§ **Your goal**
Repeat all entries exactly.

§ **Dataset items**
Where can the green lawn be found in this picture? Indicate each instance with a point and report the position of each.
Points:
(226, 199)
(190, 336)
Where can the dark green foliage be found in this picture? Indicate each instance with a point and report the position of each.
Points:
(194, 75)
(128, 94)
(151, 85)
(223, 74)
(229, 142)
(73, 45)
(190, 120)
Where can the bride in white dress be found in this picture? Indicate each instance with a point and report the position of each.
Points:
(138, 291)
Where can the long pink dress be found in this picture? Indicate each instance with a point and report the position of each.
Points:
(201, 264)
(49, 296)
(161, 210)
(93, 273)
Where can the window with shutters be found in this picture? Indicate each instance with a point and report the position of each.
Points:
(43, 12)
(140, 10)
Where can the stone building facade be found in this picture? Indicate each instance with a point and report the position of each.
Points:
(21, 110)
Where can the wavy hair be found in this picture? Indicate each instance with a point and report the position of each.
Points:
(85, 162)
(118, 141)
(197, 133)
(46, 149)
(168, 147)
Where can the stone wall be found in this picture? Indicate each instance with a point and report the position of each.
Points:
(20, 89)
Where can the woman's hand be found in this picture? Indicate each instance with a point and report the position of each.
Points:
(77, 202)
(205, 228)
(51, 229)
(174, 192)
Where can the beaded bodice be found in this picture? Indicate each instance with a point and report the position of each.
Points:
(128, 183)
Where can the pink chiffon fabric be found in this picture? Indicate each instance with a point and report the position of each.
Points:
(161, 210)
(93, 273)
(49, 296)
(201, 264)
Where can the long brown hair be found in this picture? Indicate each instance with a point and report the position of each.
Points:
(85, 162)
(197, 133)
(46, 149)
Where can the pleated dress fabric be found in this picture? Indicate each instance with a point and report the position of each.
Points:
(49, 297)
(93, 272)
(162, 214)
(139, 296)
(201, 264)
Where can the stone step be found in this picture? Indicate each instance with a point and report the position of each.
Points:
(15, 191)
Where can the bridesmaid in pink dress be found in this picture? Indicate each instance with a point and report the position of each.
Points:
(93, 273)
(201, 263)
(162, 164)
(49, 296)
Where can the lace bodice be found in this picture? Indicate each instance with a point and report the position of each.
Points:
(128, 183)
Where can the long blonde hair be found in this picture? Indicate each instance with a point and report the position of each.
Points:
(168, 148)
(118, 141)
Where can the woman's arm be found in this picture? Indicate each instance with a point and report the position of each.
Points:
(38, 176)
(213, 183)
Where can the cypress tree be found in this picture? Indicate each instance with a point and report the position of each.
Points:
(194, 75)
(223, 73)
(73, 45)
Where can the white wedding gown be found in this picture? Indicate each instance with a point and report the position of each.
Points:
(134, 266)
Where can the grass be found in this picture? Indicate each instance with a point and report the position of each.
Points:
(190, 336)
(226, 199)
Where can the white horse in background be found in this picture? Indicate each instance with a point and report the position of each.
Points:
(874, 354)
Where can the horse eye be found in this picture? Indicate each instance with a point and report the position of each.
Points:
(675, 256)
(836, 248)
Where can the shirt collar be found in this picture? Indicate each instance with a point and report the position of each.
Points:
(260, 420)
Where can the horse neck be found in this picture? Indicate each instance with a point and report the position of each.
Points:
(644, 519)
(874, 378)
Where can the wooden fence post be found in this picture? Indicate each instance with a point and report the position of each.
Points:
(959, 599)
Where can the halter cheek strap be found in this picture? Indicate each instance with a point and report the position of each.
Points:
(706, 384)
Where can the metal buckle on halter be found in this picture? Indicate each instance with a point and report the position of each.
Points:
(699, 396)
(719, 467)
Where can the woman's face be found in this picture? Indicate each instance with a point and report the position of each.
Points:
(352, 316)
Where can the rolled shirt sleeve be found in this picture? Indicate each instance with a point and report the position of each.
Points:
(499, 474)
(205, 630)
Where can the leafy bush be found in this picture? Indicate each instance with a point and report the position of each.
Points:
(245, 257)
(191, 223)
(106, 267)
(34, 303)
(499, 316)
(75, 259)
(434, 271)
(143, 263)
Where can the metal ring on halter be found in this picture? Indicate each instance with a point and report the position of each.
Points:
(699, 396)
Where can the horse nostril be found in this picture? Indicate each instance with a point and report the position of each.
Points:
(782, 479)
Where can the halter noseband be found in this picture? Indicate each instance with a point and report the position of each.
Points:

§ **Reply to the exercise**
Where can the green lawn be found in this picture? Indicate each instance with a point and report the position of each.
Points:
(226, 199)
(190, 336)
Where can the dark green foliage be found in this picture? Indicate each instance with a point and report the position of each.
Points:
(194, 75)
(128, 94)
(151, 85)
(223, 74)
(229, 142)
(73, 45)
(190, 120)
Where can the bride in white dress be found in this picture? Indicate each instance with a point and report the position of each.
Points:
(138, 291)
Where can the long pink dress be found in this picture? Indicate each instance with a point and report the position of each.
Points:
(201, 264)
(49, 296)
(161, 210)
(93, 273)
Where can the window with shutters be found in this picture? Indicate each instance with a point and report the position of each.
Points:
(43, 12)
(140, 10)
Where can the stone building facade be found in this picture? Indicate each instance with a point and report the position of each.
Points:
(21, 110)
Where can the wavy hair be found in this picture? Indicate each instance with a point and report the position of each.
Points:
(85, 162)
(118, 141)
(197, 133)
(46, 149)
(168, 147)
Where can the stone wall be found in this picture? Indicate each instance with a point and report the position of each.
Points:
(20, 89)
Where can the woman's hand be found in this picture? Indicate each instance with a point and report the position of each.
Points:
(77, 202)
(205, 228)
(51, 229)
(174, 192)
Where can the beaded bodice be found in this picture? Indicate each instance with a point and report the position of each.
Points:
(128, 183)
Where can the pink chiffon fabric be found in this picture? Indicate each instance with a point and report the position of each.
Points:
(161, 210)
(93, 273)
(49, 296)
(201, 264)
Where can the long brown hair be found in this picture? Indicate each instance with a point and report the position of each.
Points:
(85, 162)
(197, 133)
(46, 149)
Where can the pleated dress fabric be found in this picture? Indicate each instance with a point and report the position of each.
Points:
(49, 297)
(93, 272)
(162, 214)
(139, 296)
(201, 264)
Where can the stone step be found in this picture? Indicate each instance with a point and report the position of each.
Points:
(15, 191)
Where can the bridesmaid in pink dress be found in this picture? Indicate each instance with a point and report the position of each.
Points:
(93, 273)
(201, 263)
(162, 164)
(49, 296)
Where can the lace bodice be found in this picture? Indicate each instance with a point and report the position of each.
Points:
(128, 183)
Where can the long blonde hair be found in this picture? Indicate each instance with a point and report the position of each.
Points:
(168, 148)
(118, 141)
Where can the woman's arm be found in this picture? Indicate each instance with a point and report the position of each.
Points:
(38, 176)
(213, 183)
Where can the cypress tree be found in this picture? Indicate each instance with a point and report the position of each.
Points:
(194, 75)
(223, 73)
(73, 45)
Where can the white wedding gown be found in this picture? Indicate each instance with a point and report the position of each.
Points:
(134, 266)
Where can the grass be found in this picture? Indicate each instance with a point and report the position of each.
Points:
(190, 336)
(226, 199)
Where can the white horse in background be found in this picture? Indicate each instance with a point and report the position of each.
Points:
(874, 354)
Where can the horse eye be found in this picture? Indicate each instance with a point and report the position of each.
Points:
(675, 256)
(836, 248)
Where can the shirt collar be found in this picture? Indicate each instance with a point and report the position of each.
Points:
(260, 420)
Where can the horse neck be found in this picture? Indicate each instance with a point and report the position of each.
Points:
(644, 519)
(874, 378)
Where can the wooden fence post be found in this picture? Indicate each instance with a point and report the position of each.
Points:
(959, 599)
Where can the halter cheek strap be found in this picture? Indicate each instance with a point and report the position of each.
Points:
(706, 384)
Where can the metal buckle on halter be found in this picture? Indicate each instance with a point and report the position of each.
Points:
(699, 396)
(719, 467)
Where can the woman's face be found in this picture? Indicate each instance with a point and report the position of each.
Points:
(352, 316)
Where can the rolled shirt sleeve be found in this picture? Indicate each instance with a point and report the position of each.
Points:
(499, 474)
(205, 630)
Where can the leafy bush be found in this picture? Indicate each instance with a point and report the position of each.
Points:
(245, 257)
(191, 223)
(106, 267)
(34, 303)
(499, 316)
(75, 259)
(434, 271)
(143, 263)
Where can the metal ring on halter be found in this picture? Indicate each instance with a point and report the position of each.
Points:
(699, 396)
Where can the horse nostril be found in this picture? Indicate each instance with a point and report the position of each.
Points:
(782, 479)
Where can the halter noseband be found in this picture? Indicate each instance with a point and report the position of each.
Points:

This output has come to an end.